Portanto, um americano, um alemão e dois portugueses entram num hostel

Exatamente (risos)! Então, como tivemos uma reputação bastante boa no voluntariado, oferecem-nos umas pulseiras para a zona VIP, uma cena muito fora… Nós ficámos todos WOW, WOW! Vamos para a zona VIP, estamos cheios de pica, e surge a questão: “Man, nós estamos aqui, no Web Summit, terra das oportunidades, vamos ter de arranjar uma ideia de negócios, já aqui!” Não arranjámos uma ideia de negócios, mas arranjámos uma pergunta muito importante, que foi, e lembro-me perfeitamente, “Qual é a área que mais influência vai ter na sobrevivência da Humanidade no futuro?”. E a resposta foi, apenas e unicamente “Comida”. Acaba o Web Summit, e durante esse ano, inscrevi-me numa cadeira de Marketing – sou de Finanças, mas inscrevo-me nessa cadeira especificamente para ter um professor –, para desenvolver qualquer ideia associada a este tema.

E de onde veio essa ideia?

Quando estava em Sever do Vouga, aquilo é a ‘capital nacional do mirtilo’, eu apanhava muitos quando era miúdo, como um part-time de verão, e percebia a diferença do que eu recebia, do que o produtor recebia e do quanto o mirtilo estava à venda. O produtor recebia 2,5€ o kg e cá fora, estava tipo a 20€ o kg para o cliente! E eu: “OK, há aqui qualquer coisa que não bate certo, porque estes mirtilos que eu acabei de apanhar estão aqui e são vendidos a 500 metros! E aumenta quatro vezes o preço!” E aquilo ficou-me sempre na cabeça. Depois, quando eu saí de Sever e fui para Aveiro, percebi que a comida não era a mesma, o sabor não era igual, o tomate não sabia mesmo a tomate. Para mim, o significado do Verão é tomate, coração-de-boi, cortas a meio, metes azeite, sal e comes. É só isto… e, se o tomate for bom, é TOP! Se o tomate souber a água, não sabe a nada, sabe a azeite e sal só. Quando fui para uma cidade como Aveiro percebi que a comida é completamente diferente e pensei “OK, há aqui qualquer coisa…”, e estas pequenas peças foram sendo juntas.

E qual foi o passo seguinte?

Objetivo A
Copie da entrevista o trecho que começa em "Exatamente (risos)! Então, como" e acaba em "veio essa ideia?".
Objetivo B
Na entrevista, quanto recebia o produtor por quilo de mirtilo?
Objetivo C
Retome a entrevista a partir do ponto em que ela termina.
As entradas que se seguem não têm qualquer relação com a entrevista.

Entradas de dados
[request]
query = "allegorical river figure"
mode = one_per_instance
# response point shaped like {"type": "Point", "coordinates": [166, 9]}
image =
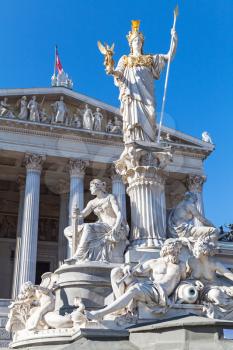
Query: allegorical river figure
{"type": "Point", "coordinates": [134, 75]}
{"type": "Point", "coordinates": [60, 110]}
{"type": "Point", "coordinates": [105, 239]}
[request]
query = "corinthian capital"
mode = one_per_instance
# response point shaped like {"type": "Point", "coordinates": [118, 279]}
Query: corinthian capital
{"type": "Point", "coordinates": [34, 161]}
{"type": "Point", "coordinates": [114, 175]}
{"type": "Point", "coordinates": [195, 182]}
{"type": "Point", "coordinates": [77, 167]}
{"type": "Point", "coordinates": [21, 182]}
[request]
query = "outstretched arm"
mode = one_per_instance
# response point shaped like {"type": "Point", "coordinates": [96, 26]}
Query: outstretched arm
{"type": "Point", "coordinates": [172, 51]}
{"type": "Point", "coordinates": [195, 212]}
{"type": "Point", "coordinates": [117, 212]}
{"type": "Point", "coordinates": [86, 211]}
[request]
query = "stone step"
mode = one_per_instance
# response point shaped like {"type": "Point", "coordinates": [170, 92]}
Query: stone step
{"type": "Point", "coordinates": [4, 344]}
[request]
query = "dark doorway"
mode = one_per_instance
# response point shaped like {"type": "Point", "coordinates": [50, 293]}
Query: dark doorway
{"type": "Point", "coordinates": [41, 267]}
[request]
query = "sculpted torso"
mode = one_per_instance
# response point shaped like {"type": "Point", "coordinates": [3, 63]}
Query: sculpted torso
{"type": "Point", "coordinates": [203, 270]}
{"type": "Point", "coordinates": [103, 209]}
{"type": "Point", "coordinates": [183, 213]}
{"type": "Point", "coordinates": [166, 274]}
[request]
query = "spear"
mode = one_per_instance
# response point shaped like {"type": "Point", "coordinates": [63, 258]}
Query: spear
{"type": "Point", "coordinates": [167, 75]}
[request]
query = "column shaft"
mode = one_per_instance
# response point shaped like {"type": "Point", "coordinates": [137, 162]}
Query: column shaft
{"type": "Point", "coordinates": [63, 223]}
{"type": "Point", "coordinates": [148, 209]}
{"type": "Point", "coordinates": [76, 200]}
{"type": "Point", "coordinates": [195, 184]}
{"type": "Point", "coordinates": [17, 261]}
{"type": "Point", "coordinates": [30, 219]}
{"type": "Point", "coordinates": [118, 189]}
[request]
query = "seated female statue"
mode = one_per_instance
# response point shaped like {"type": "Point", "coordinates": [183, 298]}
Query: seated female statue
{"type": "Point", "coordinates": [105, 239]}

* * *

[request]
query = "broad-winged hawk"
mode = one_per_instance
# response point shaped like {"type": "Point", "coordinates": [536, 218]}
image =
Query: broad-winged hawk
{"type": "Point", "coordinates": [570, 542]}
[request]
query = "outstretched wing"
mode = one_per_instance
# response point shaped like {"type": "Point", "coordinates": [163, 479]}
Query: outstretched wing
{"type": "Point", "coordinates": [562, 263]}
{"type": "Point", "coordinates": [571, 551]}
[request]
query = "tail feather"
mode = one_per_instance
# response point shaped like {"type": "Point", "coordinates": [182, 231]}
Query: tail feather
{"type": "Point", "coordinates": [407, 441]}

Resultado A
Exatamente (risos)! Então, como tivemos uma reputação bastante boa no voluntariado, oferecem-nos umas pulseiras para a zona VIP, uma cena muito fora… Nós ficámos todos WOW, WOW! Vamos para a zona VIP, estamos cheios de pica, e surge a questão: “Man, nós estamos aqui, no Web Summit, terra das oportunidades, vamos ter de arranjar uma ideia de negócios, já aqui!” Não arranjámos uma ideia de negócios, mas arranjámos uma pergunta muito importante, que foi, e lembro-me perfeitamente, “Qual é a área que mais influência vai ter na sobrevivência da Humanidade no futuro?”. E a resposta foi, apenas e unicamente “Comida”. Acaba o Web Summit, e durante esse ano, inscrevi-me numa cadeira de Marketing – sou de Finanças, mas inscrevo-me nessa cadeira especificamente para ter um professor –, para desenvolver qualquer ideia associada a este tema.

E de onde veio essa ideia?

Resultado B
2,5€ o kg.

Resultado C
Depois do Web Summit 2016, desenvolvi uma ideia – chamei-lhe “Flood”, na altura -, e daí surgiu o nome “Fhlud”, porque é o acrónimo de “Local Food”, mas que tivesse um “ponto com”, e desenvolvi a ideia. No ano seguinte, fomos para o Web Summit, ficámos os mesmos três, mas trocou-se o português por um italiano desta vez… ficámos os mesmos três, do ano anterior, no mesmo quarto, no mesmo hostel, e quando cheguei disse “malta, lembram-se da ideia do ano passado? Opa, eu desenvolvi isto. Está aqui”. Sentámo-nos, e foi, tipo, brainstorming atrás de brainstorming, durante quatro ou cinco dias, e, na altura, levei um fato para o Web Summit e disse “nós já temos uma ideia. Estamos no Web Summit, é só procurar investidores!” Resultado: não encontrámos investidores, mas encontrámos um senhor da Associação Nacional de Inovação que nos disse: “olhem, gosto da vossa ideia. A melhor coisa que vocês têm a fazer é registarem a empresa senão a ideia vai morrer. Como são de várias geografias, registem a empresa em Portugal, e sigam com a ideia, promovendo Portugal”.

E foi isso que fizeram?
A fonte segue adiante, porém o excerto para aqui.